───── Information given
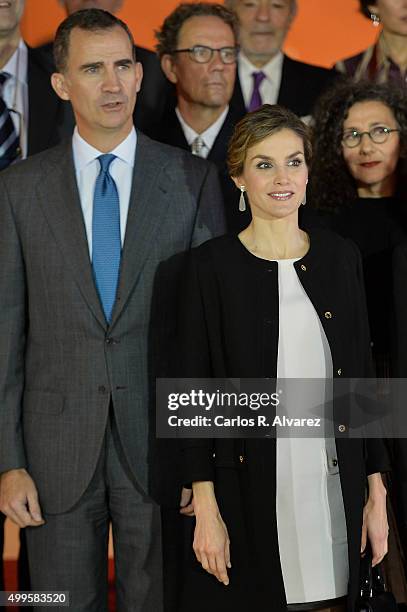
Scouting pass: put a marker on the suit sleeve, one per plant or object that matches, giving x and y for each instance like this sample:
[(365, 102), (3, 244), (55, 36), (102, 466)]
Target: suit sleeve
[(12, 338), (210, 219)]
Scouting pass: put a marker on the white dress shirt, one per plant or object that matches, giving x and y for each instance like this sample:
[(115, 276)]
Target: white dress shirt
[(208, 136), (15, 92), (310, 513), (87, 168), (269, 87)]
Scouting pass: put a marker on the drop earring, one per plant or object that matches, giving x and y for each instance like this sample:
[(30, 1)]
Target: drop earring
[(304, 200), (242, 201)]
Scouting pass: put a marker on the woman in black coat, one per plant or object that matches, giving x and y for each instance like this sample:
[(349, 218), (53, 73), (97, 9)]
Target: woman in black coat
[(236, 323), (358, 184)]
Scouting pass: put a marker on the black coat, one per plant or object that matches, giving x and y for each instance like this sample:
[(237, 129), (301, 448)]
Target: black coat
──────────
Transcribe every entry word for word, but skip the pictures.

[Finished task]
Scouting pass: put a marker on the suit sleeve, one per plant or object that matches, giving x and y for each instance like this sample:
[(365, 102), (3, 244), (55, 36), (102, 466)]
Target: suit sleeve
[(12, 338), (210, 219)]
Scouting pass: put a marker on the white dress shirt, one per plant or object that matches, giving x and y for each instance like this sample:
[(115, 276)]
Target: white dress shirt
[(208, 136), (15, 92), (310, 513), (87, 168), (269, 87)]
Scouting pass: put a marker on the drop earring, one per plant or object that matches, giving x and y for each instance like this sample:
[(30, 1)]
Target: drop earring
[(304, 200), (242, 201)]
Scouting pass: put a marker on the woman in black coat, one per plant or object that matches, giving x and y for each instance like this sample:
[(349, 218), (53, 73), (97, 9)]
Target: woman in black coat
[(236, 323), (358, 184)]
Scouting pass: put a marker on the black coat, one per plant or object that matches, giving x and y for each instance like this sample:
[(237, 129), (301, 448)]
Target: black coat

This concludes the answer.